-- 文書 --
::::
最近、若者や学生が気軽に「起業」をするようになったという話をよく聞きます。確かに私自身「学生経営者」「若手起業家」という人達と会うことが増えました。私が会社を創った20年前と比べると資本金や取締役の規制が緩くなり、社会的にも起業のハードルが低くなっているのは明らかでしょう。積極的に学生の起業を促している大学もあると聞いています。

個人的には、このこと自体は非常に素晴らしいことだと思っています。若いうちに色々な挑戦をし、ビジネスを立ち上げる苦労を体験することは、仮に失敗してどこかの会社に勤務することになったとしても決して無駄ではないからです。もし成功すれば経済的にも社会的にも成功することが出来ますし、色々な意味でそのあとの可能性が広がることになります。

ただ起業するとなると、多かれ少なかれ周囲の人を巻き込むことになるわけで、そのことが何を意味するのかは、しっかりと理解しておく必要があると感じます。特に、運よく事業が軌道に乗り株式公開なんてことになると「とりあえず起業してみた」というノリでは済まされなくなります。多くの利害関係者の人生を左右する大きな影響力を持つことになるからです。

数年前までコンサルタントとして学生の起業を応援するプロジェクトに関わっていました。関西の某有力社長がスポンサーとなって全国の大学生から起業アイディアを募り、数カ月にわたり色々なトレーニングを行って事業計画を練り上げていくものでした。私も毎年プログラムの一部を担当し、主に起業についての考え方やビジネス社会の常識といったことを教えていました。

毎年私自身も楽しみながら学生達に話をしていましたが、参加者の意識には大きな個人差がありました。もちろん事業アイディア自体も幅広く多岐にわたっていたのですが、本当に真剣に起業して会社を成長させたいと覚悟を決めている人もいれば、なんとなくノリで会社を創りたい、社長の名刺を持ってみたいというのが本音ではと思われるレベルの人までマチマチでした。
::::
-- 資料 --

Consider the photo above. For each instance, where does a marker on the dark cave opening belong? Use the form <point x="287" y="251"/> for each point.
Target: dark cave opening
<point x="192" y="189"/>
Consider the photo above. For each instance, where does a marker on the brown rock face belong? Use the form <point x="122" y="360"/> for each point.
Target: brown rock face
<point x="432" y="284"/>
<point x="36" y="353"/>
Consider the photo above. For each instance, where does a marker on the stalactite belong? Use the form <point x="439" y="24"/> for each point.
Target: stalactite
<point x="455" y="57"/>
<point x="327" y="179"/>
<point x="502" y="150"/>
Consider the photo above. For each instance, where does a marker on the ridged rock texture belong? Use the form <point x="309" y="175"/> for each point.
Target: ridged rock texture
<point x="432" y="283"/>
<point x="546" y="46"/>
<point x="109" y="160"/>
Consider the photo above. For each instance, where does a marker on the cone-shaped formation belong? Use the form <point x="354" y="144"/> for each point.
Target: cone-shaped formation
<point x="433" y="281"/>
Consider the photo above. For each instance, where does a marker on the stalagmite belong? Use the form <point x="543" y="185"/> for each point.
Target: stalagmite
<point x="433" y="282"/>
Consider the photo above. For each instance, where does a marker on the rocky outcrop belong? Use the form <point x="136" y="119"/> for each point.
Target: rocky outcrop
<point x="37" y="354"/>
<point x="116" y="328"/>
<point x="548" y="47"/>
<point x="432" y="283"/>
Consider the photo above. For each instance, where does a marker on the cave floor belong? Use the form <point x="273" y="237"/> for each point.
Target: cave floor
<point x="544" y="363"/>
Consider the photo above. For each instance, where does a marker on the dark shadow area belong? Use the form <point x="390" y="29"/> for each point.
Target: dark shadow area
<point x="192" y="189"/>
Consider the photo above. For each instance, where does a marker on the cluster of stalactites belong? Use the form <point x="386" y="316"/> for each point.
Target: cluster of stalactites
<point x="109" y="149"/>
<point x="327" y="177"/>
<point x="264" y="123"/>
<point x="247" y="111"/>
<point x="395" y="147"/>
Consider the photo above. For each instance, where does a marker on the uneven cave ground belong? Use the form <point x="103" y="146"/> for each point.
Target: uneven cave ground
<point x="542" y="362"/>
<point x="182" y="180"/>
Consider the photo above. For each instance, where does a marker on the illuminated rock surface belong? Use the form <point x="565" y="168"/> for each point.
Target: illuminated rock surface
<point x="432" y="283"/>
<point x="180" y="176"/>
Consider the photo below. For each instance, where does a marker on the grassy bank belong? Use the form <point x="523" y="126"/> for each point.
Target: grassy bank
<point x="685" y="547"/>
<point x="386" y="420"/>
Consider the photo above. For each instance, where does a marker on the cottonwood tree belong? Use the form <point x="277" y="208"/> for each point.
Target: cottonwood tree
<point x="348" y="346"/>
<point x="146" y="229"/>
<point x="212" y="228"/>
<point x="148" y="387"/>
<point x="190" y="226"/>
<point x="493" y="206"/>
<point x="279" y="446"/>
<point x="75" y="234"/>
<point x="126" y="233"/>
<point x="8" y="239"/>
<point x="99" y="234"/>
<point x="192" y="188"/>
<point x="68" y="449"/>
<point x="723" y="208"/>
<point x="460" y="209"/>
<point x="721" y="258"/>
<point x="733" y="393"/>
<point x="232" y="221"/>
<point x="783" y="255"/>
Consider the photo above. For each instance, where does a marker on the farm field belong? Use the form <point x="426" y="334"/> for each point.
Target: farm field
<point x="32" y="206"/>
::::
-- 指示 --
1: 学生の起業についての文章と次の(a)〜(c)が合っているか、それぞれ「はい」か「いいえ」で答え、判断の決め手となる本文の語句を引用して示せ。(a) 筆者は約20年前に自分で会社を創った。(b) 筆者は若者が起業すること自体に否定的である。(c) 筆者は現在も学生の起業を応援するプロジェクトに関わっている。
2: 学生の起業についての文章を、最後の文の次から引き継いで書き進めよ。

-- 順番どおりの解答 --
1:
(a) はい：「私が会社を創った20年前」
(b) いいえ：「このこと自体は非常に素晴らしいことだと思っています」
(c) いいえ：「数年前までコンサルタントとして学生の起業を応援するプロジェクトに関わっていました」

2:
最終的に優秀者には出資を受ける権利が与えられ、実際にその後起業して成功していった人もいます。今はいったん終了したそのプロジェクトは毎年多くの学生達に刺激を与えたと思いますし、企画としては大成功だったと思っています。

私がその際に繰り返し話していたことの一つに、私の知り合いでカリフォルニア大学バークレー校ハース・ビジネススクールの起業講座責任者で、また多くのベンチャー企業に投資して育てた実績のあるジェローム・エンゲル教授の言葉があります。「アントレプレナーシップとは、今は規模が小さくとも大企業を目指す動きであり、小企業を作ることはアントレプレナーの動きとは言えない。現在保有している資源にとらわれることなく『事業機会』を追い求めることが重要である。」

この言葉は、かのドラッカー教授が「イノベーションと起業家精神」の中で言っている言葉とまさに同じです。つまり、最初から身近な範囲だけで小規模な商売を志向しているだけの動きは、起業とは言えないということです。

例え今は資金も人脈もノウハウも何もない状況でも、満たされていない社会的ニーズの大きな穴を発見し、そこを満たして事業として成長させるためにあらゆる手段を使って資源を獲得し、事業を成長させていく。これこそが真の起業家だとエンゲル教授は言っていました。また、多くの「起業家」が少し成功しただけで満足してしまい、スモールビジネスで終わってしまう、とも。

私自身の会社も小企業なので偉そうなことは言えませんが、本当にその通りだと思います。仕事柄、多くのベンチャー企業と関わって来ましたが、本当の意味でエンゲル教授の言うような志、気構えを持っている経営者はごく一握りでした。そこまでの志、気構えのない経営者が運良く、というよりはまかり間違って株式公開でもした日にはもう大変です。自分は既に成功者であると勘違いし、高級車やマンションを買うだけならともかく、自伝めいた本を出版したりファッション雑誌にカッコ良く出たりします。志が低く、実は自信の無い経営者ほど自分を大きく見せよう、目立とうとする気持ちが強いように感じます。

事業がうまく行っている間はそれでも良いのですが、いったん業績が下降し始めると外部株主は容赦ありません。経営者のそれまでの言動があげつらわれ、株主や金融機関からやいのやいのと批判されます。ノイローゼになってしまった経営者も多くいましたし「株式公開なんてするんじゃなかった」という後悔の呟きを何度聞いたことでしょう。でももう遅いのです。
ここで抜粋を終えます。